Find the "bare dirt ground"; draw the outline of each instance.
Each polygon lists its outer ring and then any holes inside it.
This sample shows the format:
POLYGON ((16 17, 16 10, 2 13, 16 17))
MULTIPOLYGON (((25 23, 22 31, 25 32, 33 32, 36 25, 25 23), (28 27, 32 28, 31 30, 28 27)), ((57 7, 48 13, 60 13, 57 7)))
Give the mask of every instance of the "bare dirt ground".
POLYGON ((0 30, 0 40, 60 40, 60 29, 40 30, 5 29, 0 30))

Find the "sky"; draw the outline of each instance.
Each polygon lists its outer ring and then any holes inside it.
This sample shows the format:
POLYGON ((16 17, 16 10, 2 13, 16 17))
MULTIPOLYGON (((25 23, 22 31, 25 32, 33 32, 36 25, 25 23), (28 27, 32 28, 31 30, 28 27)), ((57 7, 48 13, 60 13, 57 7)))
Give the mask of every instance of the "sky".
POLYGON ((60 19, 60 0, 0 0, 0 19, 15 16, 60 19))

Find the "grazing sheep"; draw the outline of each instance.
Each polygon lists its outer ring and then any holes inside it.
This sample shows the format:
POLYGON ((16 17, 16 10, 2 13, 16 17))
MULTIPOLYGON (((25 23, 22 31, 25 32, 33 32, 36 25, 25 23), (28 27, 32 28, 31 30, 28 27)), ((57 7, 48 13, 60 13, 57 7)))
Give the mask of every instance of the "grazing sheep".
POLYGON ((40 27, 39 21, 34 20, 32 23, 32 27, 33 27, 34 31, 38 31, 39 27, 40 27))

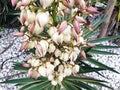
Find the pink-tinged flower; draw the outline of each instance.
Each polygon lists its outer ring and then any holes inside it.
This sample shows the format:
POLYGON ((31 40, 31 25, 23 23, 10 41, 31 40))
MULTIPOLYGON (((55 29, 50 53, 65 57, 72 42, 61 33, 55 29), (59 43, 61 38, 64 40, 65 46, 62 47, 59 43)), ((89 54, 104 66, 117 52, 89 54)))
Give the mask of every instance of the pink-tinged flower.
POLYGON ((46 40, 41 40, 40 42, 37 43, 36 45, 36 54, 39 56, 39 57, 43 57, 45 56, 45 54, 47 53, 48 51, 48 42, 46 40))
POLYGON ((94 8, 94 7, 92 7, 92 6, 87 7, 86 11, 89 12, 89 13, 91 13, 91 14, 99 13, 99 12, 97 11, 97 9, 94 8))
POLYGON ((87 43, 87 45, 88 45, 89 47, 95 47, 95 46, 96 46, 96 44, 93 44, 93 43, 87 43))
POLYGON ((58 28, 58 34, 60 35, 66 28, 67 28, 67 21, 63 21, 58 28))
POLYGON ((49 7, 53 1, 54 0, 40 0, 40 4, 45 9, 45 8, 49 7))
POLYGON ((79 32, 80 32, 80 24, 76 19, 74 19, 74 26, 73 27, 74 27, 75 32, 77 34, 79 34, 79 32))
POLYGON ((86 23, 86 20, 85 20, 83 17, 76 16, 75 19, 76 19, 79 23, 86 23))
POLYGON ((28 75, 29 75, 30 78, 32 78, 32 76, 33 76, 33 68, 30 68, 28 70, 28 75))
POLYGON ((24 33, 23 32, 18 32, 18 33, 15 33, 13 34, 14 37, 21 37, 21 36, 24 36, 24 33))
POLYGON ((46 70, 47 70, 47 69, 46 69, 44 66, 40 66, 40 67, 38 68, 39 74, 40 74, 41 76, 43 76, 43 77, 45 77, 45 76, 47 75, 46 70))
POLYGON ((38 22, 35 22, 35 26, 33 26, 33 34, 40 34, 42 31, 44 30, 43 27, 40 27, 40 25, 38 24, 38 22))
POLYGON ((20 13, 20 22, 22 25, 25 23, 26 19, 27 19, 27 13, 26 10, 23 9, 20 13))
POLYGON ((18 0, 11 0, 12 6, 15 6, 17 4, 18 0))
POLYGON ((79 65, 75 65, 74 67, 73 67, 73 73, 74 74, 76 74, 77 72, 79 72, 79 69, 80 69, 80 66, 79 65))
POLYGON ((24 31, 25 31, 25 27, 22 26, 22 27, 20 28, 20 32, 24 32, 24 31))
POLYGON ((49 23, 50 16, 48 12, 39 12, 36 16, 36 19, 41 27, 44 27, 49 23))
POLYGON ((68 8, 67 8, 67 9, 64 9, 63 12, 64 12, 65 14, 68 14, 68 15, 69 15, 69 14, 70 14, 70 9, 68 9, 68 8))
POLYGON ((22 5, 23 6, 27 6, 28 4, 30 4, 31 0, 22 0, 22 5))
POLYGON ((87 59, 86 53, 85 53, 84 50, 80 49, 80 54, 82 55, 83 60, 86 60, 86 59, 87 59))
POLYGON ((30 67, 30 64, 23 63, 22 66, 23 66, 23 67, 26 67, 26 68, 29 68, 29 67, 30 67))
POLYGON ((72 35, 73 35, 73 37, 75 38, 75 40, 78 41, 78 38, 79 38, 79 37, 78 37, 78 34, 76 33, 76 31, 75 31, 74 28, 72 29, 72 35))
POLYGON ((56 43, 56 44, 62 44, 63 42, 63 34, 58 34, 58 32, 54 33, 52 36, 52 40, 56 43))
POLYGON ((18 8, 20 8, 21 6, 22 6, 22 2, 19 1, 19 2, 17 3, 17 5, 16 5, 15 9, 18 9, 18 8))
POLYGON ((24 42, 21 44, 19 51, 22 51, 23 49, 25 49, 26 46, 27 46, 27 44, 28 44, 28 40, 27 40, 27 41, 24 41, 24 42))
POLYGON ((33 22, 32 24, 30 24, 30 29, 29 29, 30 33, 33 32, 34 28, 35 28, 35 22, 33 22))
POLYGON ((72 8, 74 6, 74 0, 64 0, 63 4, 68 8, 72 8))
POLYGON ((86 3, 85 3, 84 0, 75 0, 75 4, 76 4, 78 7, 80 6, 80 8, 81 8, 82 10, 84 10, 84 9, 86 8, 86 3))

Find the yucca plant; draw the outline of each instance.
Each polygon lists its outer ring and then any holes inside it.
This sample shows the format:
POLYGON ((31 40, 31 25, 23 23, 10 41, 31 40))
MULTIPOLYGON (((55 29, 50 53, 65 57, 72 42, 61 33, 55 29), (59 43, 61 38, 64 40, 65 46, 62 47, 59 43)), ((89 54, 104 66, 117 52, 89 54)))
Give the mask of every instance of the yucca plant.
POLYGON ((107 86, 86 73, 113 68, 95 60, 93 54, 117 55, 99 49, 119 48, 97 44, 120 36, 90 40, 99 31, 103 17, 91 24, 87 17, 98 11, 88 6, 84 0, 11 0, 16 9, 21 9, 20 32, 23 36, 20 51, 32 55, 25 62, 16 62, 13 67, 28 72, 26 78, 3 81, 20 86, 19 90, 97 90, 92 85, 107 86), (91 27, 92 26, 92 27, 91 27), (85 61, 94 64, 92 67, 85 61))

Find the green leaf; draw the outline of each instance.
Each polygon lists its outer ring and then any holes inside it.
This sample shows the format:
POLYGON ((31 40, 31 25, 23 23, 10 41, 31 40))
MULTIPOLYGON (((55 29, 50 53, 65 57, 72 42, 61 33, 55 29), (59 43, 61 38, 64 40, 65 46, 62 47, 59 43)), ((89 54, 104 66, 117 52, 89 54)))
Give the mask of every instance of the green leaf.
POLYGON ((91 50, 88 51, 87 53, 90 54, 90 55, 92 55, 92 54, 118 55, 118 54, 116 54, 116 53, 107 52, 107 51, 100 51, 100 50, 94 50, 94 49, 91 49, 91 50))
POLYGON ((95 47, 93 47, 93 49, 116 49, 116 48, 120 48, 120 46, 108 46, 108 45, 96 45, 95 47))
POLYGON ((75 87, 74 84, 72 84, 72 83, 70 83, 70 82, 68 82, 68 81, 64 81, 64 83, 65 83, 65 85, 66 85, 67 87, 70 87, 69 90, 79 90, 79 88, 75 87))
POLYGON ((95 68, 95 67, 86 67, 86 66, 81 66, 80 67, 80 71, 79 74, 83 74, 83 73, 89 73, 89 72, 98 72, 98 71, 102 71, 105 70, 103 68, 95 68))
POLYGON ((79 90, 82 90, 81 88, 84 88, 86 90, 97 90, 96 88, 88 85, 88 84, 85 84, 84 82, 81 82, 81 81, 69 81, 70 83, 72 83, 74 86, 78 87, 79 90))
POLYGON ((115 71, 113 68, 108 67, 108 66, 106 66, 106 65, 98 62, 97 60, 95 60, 95 59, 93 59, 93 58, 89 58, 89 57, 88 57, 87 60, 88 60, 90 63, 95 64, 96 66, 99 66, 100 68, 103 68, 103 69, 106 69, 106 70, 110 70, 110 71, 112 71, 112 72, 119 73, 119 72, 115 71))
POLYGON ((100 42, 103 42, 103 41, 113 40, 113 39, 117 39, 117 38, 120 38, 120 35, 106 37, 106 38, 98 38, 98 39, 89 41, 89 43, 100 43, 100 42))

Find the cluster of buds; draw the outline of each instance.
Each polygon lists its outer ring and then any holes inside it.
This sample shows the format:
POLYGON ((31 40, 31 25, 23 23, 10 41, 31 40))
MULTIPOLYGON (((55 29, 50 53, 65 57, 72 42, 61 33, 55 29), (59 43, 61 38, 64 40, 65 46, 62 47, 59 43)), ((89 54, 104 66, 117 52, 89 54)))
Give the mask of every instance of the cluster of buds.
POLYGON ((66 76, 76 76, 80 66, 78 55, 86 59, 81 47, 94 46, 86 43, 83 30, 87 21, 83 15, 98 11, 84 0, 11 0, 20 9, 22 50, 34 49, 24 67, 29 67, 30 77, 48 77, 52 85, 62 84, 66 76))

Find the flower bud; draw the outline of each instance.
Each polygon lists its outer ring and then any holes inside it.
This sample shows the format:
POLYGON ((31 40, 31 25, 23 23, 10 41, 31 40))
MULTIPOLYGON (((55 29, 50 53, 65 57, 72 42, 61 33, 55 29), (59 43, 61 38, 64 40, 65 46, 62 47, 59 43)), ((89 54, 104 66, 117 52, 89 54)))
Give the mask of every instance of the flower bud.
POLYGON ((17 4, 18 0, 11 0, 12 6, 15 6, 17 4))
POLYGON ((26 68, 29 68, 29 67, 30 67, 30 64, 23 63, 22 66, 23 66, 23 67, 26 67, 26 68))
POLYGON ((40 66, 38 68, 38 72, 41 76, 45 77, 46 76, 46 68, 44 66, 40 66))
POLYGON ((26 46, 27 46, 27 44, 28 44, 28 40, 27 40, 27 41, 24 41, 24 42, 22 43, 22 45, 20 46, 19 51, 22 51, 23 49, 25 49, 26 46))
POLYGON ((79 34, 79 32, 80 32, 80 24, 76 19, 74 20, 74 30, 75 30, 75 32, 77 34, 79 34))
POLYGON ((21 37, 21 36, 24 36, 24 33, 23 32, 18 32, 18 33, 15 33, 13 34, 14 37, 21 37))
POLYGON ((89 12, 90 14, 98 13, 97 9, 92 6, 87 7, 86 11, 89 12))
POLYGON ((39 12, 36 19, 41 27, 44 27, 49 23, 50 17, 48 12, 39 12))
POLYGON ((48 6, 52 4, 54 0, 40 0, 40 4, 44 9, 46 9, 48 6))
POLYGON ((58 28, 58 34, 61 34, 66 28, 67 28, 67 21, 63 21, 58 28))

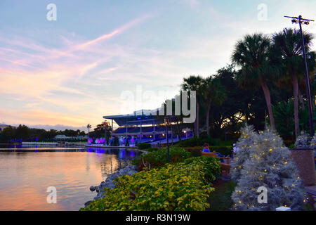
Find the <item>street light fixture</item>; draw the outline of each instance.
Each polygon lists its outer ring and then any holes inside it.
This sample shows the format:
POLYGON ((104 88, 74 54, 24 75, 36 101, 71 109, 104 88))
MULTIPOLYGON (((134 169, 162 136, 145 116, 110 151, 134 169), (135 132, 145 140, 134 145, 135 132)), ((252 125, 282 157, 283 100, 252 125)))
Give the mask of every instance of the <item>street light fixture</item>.
POLYGON ((168 136, 169 129, 168 127, 170 124, 170 117, 164 117, 164 124, 166 126, 166 138, 167 139, 167 161, 168 163, 170 162, 170 154, 169 154, 169 137, 168 136))
POLYGON ((302 30, 302 24, 305 25, 309 25, 310 22, 314 21, 312 20, 309 19, 304 19, 302 18, 302 16, 300 15, 298 17, 293 17, 293 16, 287 16, 284 15, 284 17, 292 19, 292 23, 298 23, 300 25, 300 32, 301 35, 302 37, 302 42, 303 42, 303 56, 304 58, 305 61, 305 75, 306 78, 306 91, 307 91, 307 96, 308 96, 308 110, 309 110, 309 114, 310 114, 310 136, 314 135, 314 127, 312 124, 312 101, 311 101, 311 94, 310 94, 310 76, 308 75, 308 68, 307 64, 307 60, 306 60, 306 52, 305 50, 305 42, 304 42, 304 35, 303 34, 302 30))

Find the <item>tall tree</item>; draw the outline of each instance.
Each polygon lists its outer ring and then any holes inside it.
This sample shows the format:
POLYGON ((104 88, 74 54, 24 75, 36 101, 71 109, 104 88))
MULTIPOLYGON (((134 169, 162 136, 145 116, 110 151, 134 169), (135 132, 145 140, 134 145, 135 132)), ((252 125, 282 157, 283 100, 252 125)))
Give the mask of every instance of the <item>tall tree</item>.
POLYGON ((271 75, 269 56, 270 39, 263 34, 247 34, 237 42, 232 56, 232 62, 241 67, 238 80, 246 86, 260 85, 263 91, 270 122, 275 129, 275 120, 267 79, 271 75))
POLYGON ((90 129, 91 129, 91 125, 88 124, 88 125, 86 125, 86 128, 88 128, 88 136, 90 138, 90 129))
POLYGON ((183 79, 183 83, 181 85, 183 91, 196 91, 197 94, 197 118, 195 120, 195 135, 199 137, 199 101, 202 98, 202 82, 203 78, 199 75, 191 75, 187 78, 183 79))
POLYGON ((220 105, 226 98, 225 86, 220 84, 219 79, 211 76, 204 80, 204 101, 206 105, 206 117, 205 125, 206 134, 209 135, 209 115, 212 104, 220 105))
MULTIPOLYGON (((312 44, 311 34, 303 33, 306 51, 312 44)), ((284 72, 282 79, 293 85, 294 98, 294 127, 295 136, 299 134, 298 118, 298 80, 304 75, 304 61, 302 56, 303 43, 299 30, 284 28, 282 31, 273 35, 273 43, 279 53, 283 63, 284 72)))

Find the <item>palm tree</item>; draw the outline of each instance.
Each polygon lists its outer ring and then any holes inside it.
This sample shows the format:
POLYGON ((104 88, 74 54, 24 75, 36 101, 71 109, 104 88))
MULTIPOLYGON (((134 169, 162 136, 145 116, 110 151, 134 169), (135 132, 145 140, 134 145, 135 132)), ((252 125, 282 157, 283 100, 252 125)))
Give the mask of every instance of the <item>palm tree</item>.
POLYGON ((86 128, 88 128, 88 137, 90 138, 90 129, 91 129, 91 125, 88 124, 88 125, 86 125, 86 128))
POLYGON ((241 67, 237 80, 248 87, 260 85, 263 91, 271 128, 275 129, 275 120, 271 107, 270 90, 267 79, 271 74, 270 51, 271 40, 269 37, 256 33, 247 34, 237 41, 232 56, 232 60, 241 67))
POLYGON ((220 84, 218 79, 213 78, 211 76, 204 80, 204 98, 206 104, 206 127, 207 135, 209 135, 209 113, 212 104, 220 105, 226 98, 225 86, 220 84))
MULTIPOLYGON (((312 36, 309 33, 303 33, 306 51, 312 44, 312 36)), ((285 82, 293 85, 294 98, 294 127, 295 136, 299 134, 298 118, 298 80, 304 75, 304 62, 302 57, 303 43, 299 30, 284 28, 282 31, 273 35, 273 44, 280 54, 284 71, 282 79, 285 82)), ((300 94, 301 96, 301 94, 300 94)), ((302 100, 301 100, 302 101, 302 100)))
POLYGON ((202 86, 203 78, 200 76, 191 75, 187 78, 183 79, 183 83, 181 85, 183 91, 196 91, 197 92, 197 118, 195 120, 195 135, 199 137, 199 100, 202 98, 202 86))

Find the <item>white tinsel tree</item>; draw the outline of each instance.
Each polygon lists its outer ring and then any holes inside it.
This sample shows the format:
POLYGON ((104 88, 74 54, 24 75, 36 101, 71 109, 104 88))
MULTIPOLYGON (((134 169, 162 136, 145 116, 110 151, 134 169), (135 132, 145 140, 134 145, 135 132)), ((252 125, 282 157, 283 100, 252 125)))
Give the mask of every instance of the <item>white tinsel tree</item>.
POLYGON ((301 132, 295 141, 295 148, 309 148, 310 143, 310 136, 304 131, 301 132))
POLYGON ((282 139, 267 129, 256 136, 250 148, 249 160, 232 195, 237 210, 275 210, 287 206, 300 210, 304 191, 296 165, 282 139), (259 187, 268 189, 268 202, 258 202, 259 187))
POLYGON ((230 172, 232 180, 237 181, 241 176, 244 164, 249 158, 250 148, 258 135, 254 132, 254 127, 252 125, 246 125, 240 130, 241 135, 236 146, 239 150, 234 154, 234 158, 231 162, 232 170, 230 172))

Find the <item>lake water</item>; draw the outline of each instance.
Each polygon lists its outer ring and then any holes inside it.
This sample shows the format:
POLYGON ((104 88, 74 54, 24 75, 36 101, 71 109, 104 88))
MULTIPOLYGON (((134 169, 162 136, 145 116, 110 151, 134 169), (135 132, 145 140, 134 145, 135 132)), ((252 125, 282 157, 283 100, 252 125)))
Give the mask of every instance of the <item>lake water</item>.
POLYGON ((91 185, 98 186, 137 154, 125 149, 4 148, 0 210, 78 210, 96 195, 91 185), (56 188, 55 204, 47 202, 49 186, 56 188))

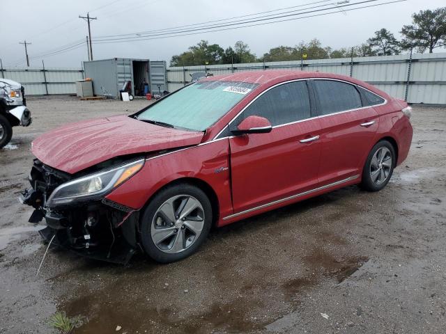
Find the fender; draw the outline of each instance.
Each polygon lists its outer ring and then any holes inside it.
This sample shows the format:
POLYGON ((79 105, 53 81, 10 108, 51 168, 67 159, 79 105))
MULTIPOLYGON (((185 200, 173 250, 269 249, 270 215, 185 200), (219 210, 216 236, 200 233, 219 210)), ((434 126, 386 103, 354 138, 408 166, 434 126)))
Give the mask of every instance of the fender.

----------

- **Prompt**: Copy word for word everything from the line containing "Find the fender;" down to the end of the records.

- **Result of this exercise**:
Find the fender; draw the outline of each instance.
Each polygon lists its outer ring and then any holes inside it.
This sample shows the format:
POLYGON ((79 105, 53 81, 10 108, 51 168, 67 159, 79 105))
MULTIPOLYGON (((185 200, 173 250, 269 249, 270 215, 185 200), (219 210, 216 236, 200 233, 219 210)), ((434 126, 386 103, 354 138, 408 166, 434 126)))
Give the mask of every instance of the fender.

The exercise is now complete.